_EXERCISE DETAILS_: Which lines in the records below contain the string "surface"? Report every such line in full, and treat uppercase and lowercase letters as different.

_SOURCE RECORDS_:
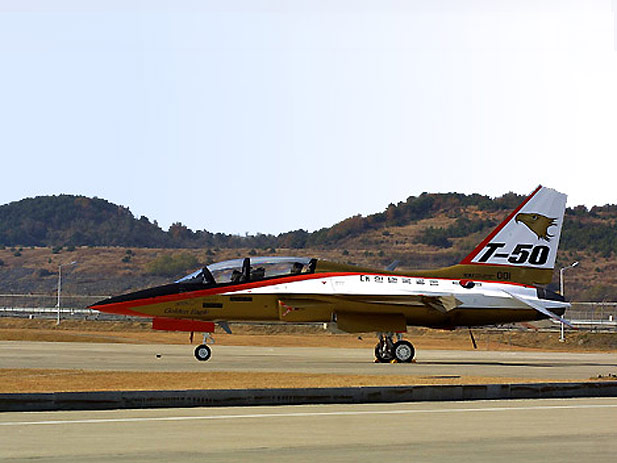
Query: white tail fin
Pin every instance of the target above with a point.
(529, 237)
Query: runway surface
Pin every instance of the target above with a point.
(550, 366)
(571, 430)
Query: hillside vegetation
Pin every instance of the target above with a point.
(117, 251)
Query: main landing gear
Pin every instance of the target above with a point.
(389, 351)
(203, 351)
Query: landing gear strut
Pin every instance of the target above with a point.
(389, 351)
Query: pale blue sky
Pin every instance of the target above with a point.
(245, 116)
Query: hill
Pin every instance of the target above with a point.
(118, 251)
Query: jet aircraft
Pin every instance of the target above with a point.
(501, 281)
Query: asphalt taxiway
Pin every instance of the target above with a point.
(571, 430)
(547, 366)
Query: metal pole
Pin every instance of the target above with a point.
(562, 336)
(59, 292)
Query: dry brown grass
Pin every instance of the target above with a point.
(14, 329)
(51, 380)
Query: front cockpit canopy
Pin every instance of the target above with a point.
(250, 269)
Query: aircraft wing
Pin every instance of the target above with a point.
(441, 302)
(540, 309)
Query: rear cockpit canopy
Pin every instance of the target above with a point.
(250, 269)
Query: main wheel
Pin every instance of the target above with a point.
(203, 352)
(403, 351)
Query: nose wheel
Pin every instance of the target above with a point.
(203, 351)
(389, 351)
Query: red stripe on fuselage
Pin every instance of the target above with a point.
(125, 308)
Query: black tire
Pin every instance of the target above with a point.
(403, 351)
(381, 356)
(203, 353)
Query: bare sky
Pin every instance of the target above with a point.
(256, 115)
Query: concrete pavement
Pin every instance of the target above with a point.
(570, 430)
(548, 366)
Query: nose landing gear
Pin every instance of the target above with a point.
(203, 351)
(389, 351)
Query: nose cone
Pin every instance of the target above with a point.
(131, 303)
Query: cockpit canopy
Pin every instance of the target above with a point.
(250, 269)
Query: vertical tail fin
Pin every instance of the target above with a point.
(527, 239)
(523, 247)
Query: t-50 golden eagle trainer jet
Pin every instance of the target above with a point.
(496, 283)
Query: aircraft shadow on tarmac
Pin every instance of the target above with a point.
(518, 364)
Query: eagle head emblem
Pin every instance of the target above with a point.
(538, 224)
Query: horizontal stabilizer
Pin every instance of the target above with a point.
(540, 309)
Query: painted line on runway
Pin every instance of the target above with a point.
(307, 414)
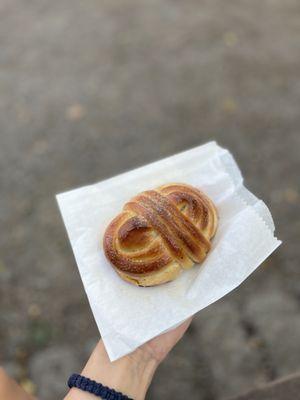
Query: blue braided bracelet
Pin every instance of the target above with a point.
(88, 385)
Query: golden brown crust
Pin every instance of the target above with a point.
(159, 233)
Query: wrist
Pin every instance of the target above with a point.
(131, 374)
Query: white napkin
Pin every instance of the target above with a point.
(128, 316)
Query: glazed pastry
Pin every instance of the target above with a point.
(159, 233)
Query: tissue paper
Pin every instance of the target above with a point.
(127, 316)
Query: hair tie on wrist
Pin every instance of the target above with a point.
(93, 387)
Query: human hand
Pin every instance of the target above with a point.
(131, 374)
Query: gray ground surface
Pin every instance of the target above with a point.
(91, 88)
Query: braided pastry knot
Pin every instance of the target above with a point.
(159, 233)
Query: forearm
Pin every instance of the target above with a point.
(130, 375)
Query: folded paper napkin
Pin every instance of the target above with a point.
(128, 316)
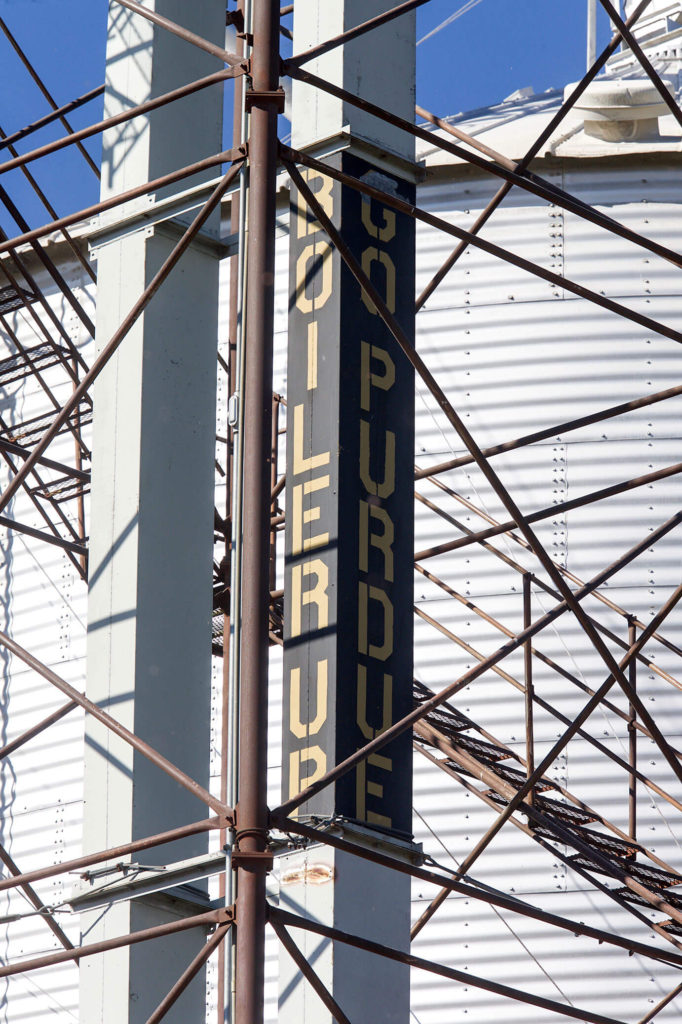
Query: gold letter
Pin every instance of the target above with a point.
(301, 464)
(384, 233)
(296, 758)
(316, 596)
(371, 256)
(365, 595)
(301, 516)
(318, 251)
(306, 224)
(302, 730)
(387, 713)
(312, 355)
(388, 485)
(382, 542)
(385, 382)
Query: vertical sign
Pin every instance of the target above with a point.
(348, 604)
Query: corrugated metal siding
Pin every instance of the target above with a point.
(43, 606)
(514, 354)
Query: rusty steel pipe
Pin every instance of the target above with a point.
(252, 815)
(74, 104)
(564, 571)
(189, 974)
(43, 88)
(50, 209)
(111, 347)
(120, 730)
(398, 727)
(36, 730)
(553, 431)
(544, 136)
(177, 30)
(445, 972)
(226, 157)
(307, 972)
(580, 502)
(291, 157)
(491, 475)
(632, 741)
(485, 895)
(528, 182)
(114, 853)
(158, 932)
(344, 37)
(118, 119)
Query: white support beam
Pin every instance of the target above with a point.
(152, 505)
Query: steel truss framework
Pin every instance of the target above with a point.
(516, 787)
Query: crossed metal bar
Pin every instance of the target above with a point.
(514, 174)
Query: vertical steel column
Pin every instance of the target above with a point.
(226, 948)
(252, 807)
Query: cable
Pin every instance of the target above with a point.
(449, 20)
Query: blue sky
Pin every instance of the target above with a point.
(486, 53)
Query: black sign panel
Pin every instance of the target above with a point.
(349, 543)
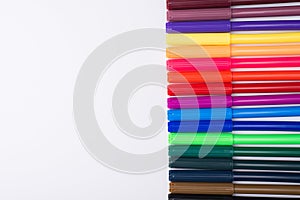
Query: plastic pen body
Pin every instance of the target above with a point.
(229, 101)
(228, 176)
(227, 151)
(223, 26)
(229, 113)
(228, 13)
(229, 126)
(230, 189)
(183, 4)
(189, 39)
(230, 164)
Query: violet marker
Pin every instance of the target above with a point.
(221, 26)
(229, 13)
(229, 101)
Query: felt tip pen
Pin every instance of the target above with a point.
(229, 126)
(230, 139)
(225, 64)
(183, 4)
(230, 188)
(229, 13)
(224, 26)
(186, 39)
(228, 88)
(228, 76)
(209, 176)
(230, 113)
(221, 197)
(230, 164)
(214, 51)
(229, 151)
(229, 101)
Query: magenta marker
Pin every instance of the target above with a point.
(229, 13)
(228, 101)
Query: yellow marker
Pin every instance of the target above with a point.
(227, 38)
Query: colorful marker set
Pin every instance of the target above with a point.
(222, 82)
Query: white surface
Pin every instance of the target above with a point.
(43, 44)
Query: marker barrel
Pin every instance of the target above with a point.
(224, 139)
(229, 126)
(228, 101)
(219, 197)
(223, 26)
(203, 151)
(183, 4)
(232, 51)
(225, 64)
(209, 176)
(228, 88)
(228, 76)
(229, 113)
(230, 189)
(229, 164)
(186, 39)
(228, 13)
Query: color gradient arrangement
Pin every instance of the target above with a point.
(222, 82)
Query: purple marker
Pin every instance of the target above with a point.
(228, 101)
(220, 26)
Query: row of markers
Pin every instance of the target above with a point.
(223, 88)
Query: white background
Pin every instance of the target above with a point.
(43, 44)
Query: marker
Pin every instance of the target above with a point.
(230, 113)
(230, 189)
(230, 139)
(219, 197)
(228, 76)
(229, 101)
(228, 88)
(186, 39)
(229, 151)
(229, 126)
(230, 164)
(232, 51)
(183, 4)
(224, 26)
(209, 176)
(229, 13)
(225, 64)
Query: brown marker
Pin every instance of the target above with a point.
(230, 189)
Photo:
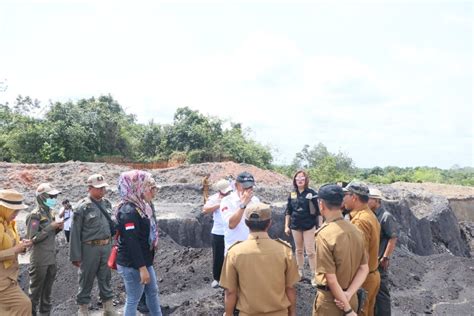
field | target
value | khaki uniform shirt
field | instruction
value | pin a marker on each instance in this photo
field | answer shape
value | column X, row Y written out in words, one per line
column 43, row 236
column 10, row 275
column 340, row 251
column 88, row 224
column 366, row 221
column 260, row 269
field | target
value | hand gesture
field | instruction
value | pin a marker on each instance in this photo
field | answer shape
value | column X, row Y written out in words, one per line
column 384, row 263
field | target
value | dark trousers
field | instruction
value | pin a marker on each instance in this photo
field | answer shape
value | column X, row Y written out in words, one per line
column 217, row 255
column 382, row 303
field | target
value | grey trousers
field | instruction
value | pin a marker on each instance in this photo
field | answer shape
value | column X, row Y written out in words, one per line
column 94, row 264
column 41, row 285
column 382, row 303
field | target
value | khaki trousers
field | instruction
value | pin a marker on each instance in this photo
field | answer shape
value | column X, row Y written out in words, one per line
column 41, row 286
column 13, row 301
column 371, row 285
column 324, row 304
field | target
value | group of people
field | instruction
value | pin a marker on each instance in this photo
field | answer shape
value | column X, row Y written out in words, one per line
column 348, row 239
column 90, row 229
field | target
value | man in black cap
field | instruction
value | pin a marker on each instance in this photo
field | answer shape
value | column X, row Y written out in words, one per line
column 259, row 273
column 233, row 208
column 341, row 261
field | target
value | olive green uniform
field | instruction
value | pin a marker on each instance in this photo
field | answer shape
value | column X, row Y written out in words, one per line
column 366, row 221
column 42, row 269
column 91, row 244
column 260, row 269
column 340, row 251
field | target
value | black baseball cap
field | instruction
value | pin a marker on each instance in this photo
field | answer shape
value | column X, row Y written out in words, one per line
column 245, row 179
column 331, row 193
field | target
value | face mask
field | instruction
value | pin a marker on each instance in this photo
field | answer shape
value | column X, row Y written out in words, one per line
column 50, row 202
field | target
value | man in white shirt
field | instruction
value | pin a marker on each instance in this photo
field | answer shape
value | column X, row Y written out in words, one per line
column 233, row 208
column 213, row 206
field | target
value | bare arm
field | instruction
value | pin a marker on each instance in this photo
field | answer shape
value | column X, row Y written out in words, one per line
column 287, row 225
column 230, row 300
column 291, row 294
column 245, row 198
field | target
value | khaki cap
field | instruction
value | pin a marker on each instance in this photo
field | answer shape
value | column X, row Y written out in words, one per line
column 257, row 212
column 46, row 188
column 12, row 199
column 97, row 181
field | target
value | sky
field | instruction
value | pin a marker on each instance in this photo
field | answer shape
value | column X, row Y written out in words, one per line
column 388, row 83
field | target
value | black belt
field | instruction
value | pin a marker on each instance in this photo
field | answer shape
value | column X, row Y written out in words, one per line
column 325, row 288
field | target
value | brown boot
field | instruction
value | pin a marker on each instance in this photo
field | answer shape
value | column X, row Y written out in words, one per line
column 108, row 308
column 83, row 310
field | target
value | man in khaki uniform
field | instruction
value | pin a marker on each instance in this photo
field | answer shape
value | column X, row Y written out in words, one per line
column 259, row 273
column 341, row 262
column 356, row 198
column 91, row 245
column 42, row 229
column 13, row 301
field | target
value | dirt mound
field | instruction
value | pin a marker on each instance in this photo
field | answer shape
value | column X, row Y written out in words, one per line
column 194, row 173
column 447, row 190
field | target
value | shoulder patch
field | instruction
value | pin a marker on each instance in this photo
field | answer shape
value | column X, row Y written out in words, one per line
column 235, row 243
column 281, row 241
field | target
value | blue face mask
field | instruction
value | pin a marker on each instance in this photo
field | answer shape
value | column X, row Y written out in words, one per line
column 50, row 202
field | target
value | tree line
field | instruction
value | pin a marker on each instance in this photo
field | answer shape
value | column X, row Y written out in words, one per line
column 94, row 128
column 90, row 129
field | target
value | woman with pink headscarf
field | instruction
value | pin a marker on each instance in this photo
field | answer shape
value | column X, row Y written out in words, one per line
column 138, row 240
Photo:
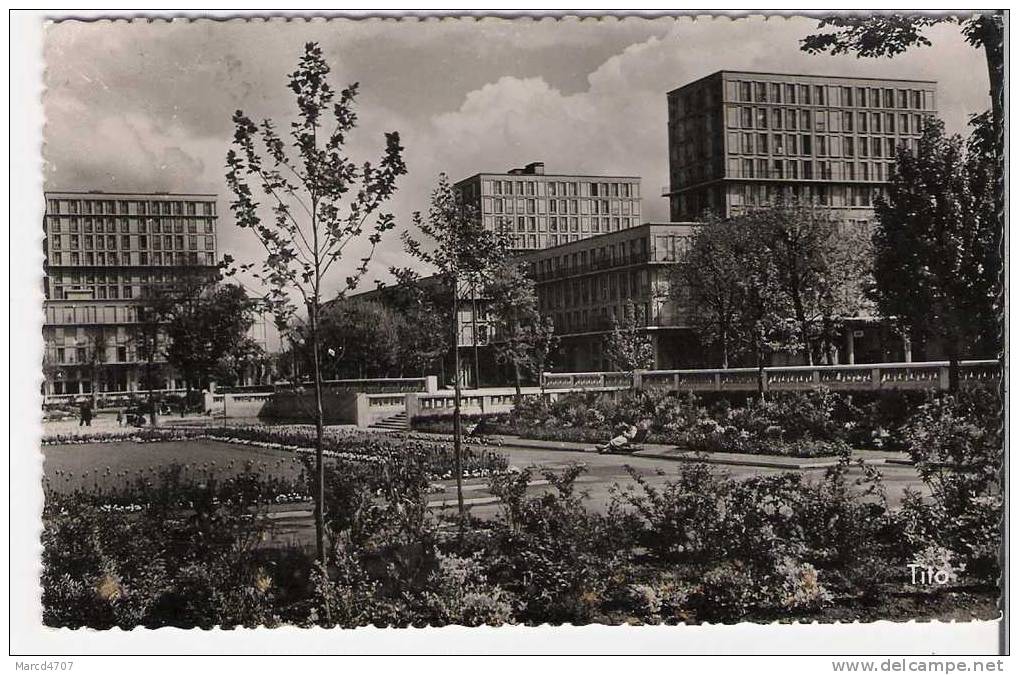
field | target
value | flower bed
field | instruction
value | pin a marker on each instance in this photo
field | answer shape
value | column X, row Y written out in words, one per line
column 342, row 445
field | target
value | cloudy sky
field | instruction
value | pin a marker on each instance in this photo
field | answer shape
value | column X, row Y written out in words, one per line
column 147, row 106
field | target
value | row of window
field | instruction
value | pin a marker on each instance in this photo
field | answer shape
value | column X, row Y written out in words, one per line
column 132, row 243
column 560, row 189
column 129, row 225
column 609, row 255
column 820, row 120
column 89, row 258
column 128, row 207
column 73, row 355
column 858, row 97
column 594, row 290
column 796, row 169
column 560, row 223
column 836, row 196
column 821, row 146
column 561, row 206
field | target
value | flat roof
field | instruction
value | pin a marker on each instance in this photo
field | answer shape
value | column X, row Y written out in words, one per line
column 100, row 193
column 800, row 74
column 546, row 175
column 528, row 255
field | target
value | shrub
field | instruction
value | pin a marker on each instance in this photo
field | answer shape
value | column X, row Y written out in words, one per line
column 957, row 446
column 548, row 550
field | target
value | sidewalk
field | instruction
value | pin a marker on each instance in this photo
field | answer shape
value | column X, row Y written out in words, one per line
column 654, row 451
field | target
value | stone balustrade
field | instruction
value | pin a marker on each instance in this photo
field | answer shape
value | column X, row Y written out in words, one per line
column 869, row 376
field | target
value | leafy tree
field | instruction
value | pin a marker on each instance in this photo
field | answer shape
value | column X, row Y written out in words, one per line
column 706, row 286
column 426, row 312
column 247, row 356
column 160, row 299
column 629, row 347
column 737, row 290
column 460, row 248
column 203, row 329
column 819, row 266
column 321, row 203
column 937, row 257
column 361, row 339
column 889, row 35
column 523, row 338
column 96, row 355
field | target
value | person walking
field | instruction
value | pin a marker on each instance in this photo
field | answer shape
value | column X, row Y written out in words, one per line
column 85, row 418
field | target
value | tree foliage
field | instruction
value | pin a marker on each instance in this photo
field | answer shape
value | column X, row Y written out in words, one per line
column 937, row 245
column 321, row 203
column 207, row 328
column 875, row 36
column 460, row 248
column 522, row 336
column 629, row 347
column 781, row 277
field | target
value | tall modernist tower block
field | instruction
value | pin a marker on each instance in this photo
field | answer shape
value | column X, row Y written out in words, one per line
column 541, row 210
column 738, row 140
column 101, row 251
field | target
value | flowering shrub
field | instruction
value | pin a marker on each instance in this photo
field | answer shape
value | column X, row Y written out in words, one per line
column 957, row 445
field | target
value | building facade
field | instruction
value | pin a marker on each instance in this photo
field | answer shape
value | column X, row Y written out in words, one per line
column 102, row 250
column 587, row 286
column 739, row 140
column 540, row 210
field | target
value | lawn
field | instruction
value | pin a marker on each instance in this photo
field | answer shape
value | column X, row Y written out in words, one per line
column 73, row 466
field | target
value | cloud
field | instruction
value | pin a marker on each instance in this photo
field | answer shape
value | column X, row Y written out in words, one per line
column 147, row 106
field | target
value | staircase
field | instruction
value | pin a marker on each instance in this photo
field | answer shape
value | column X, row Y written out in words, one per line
column 395, row 422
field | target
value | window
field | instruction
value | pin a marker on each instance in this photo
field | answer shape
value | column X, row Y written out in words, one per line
column 806, row 147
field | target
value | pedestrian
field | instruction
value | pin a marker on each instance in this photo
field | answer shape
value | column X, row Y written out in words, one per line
column 86, row 415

_FULL RESPONSE_:
Query: runway surface
Query: gray ground surface
Query: white surface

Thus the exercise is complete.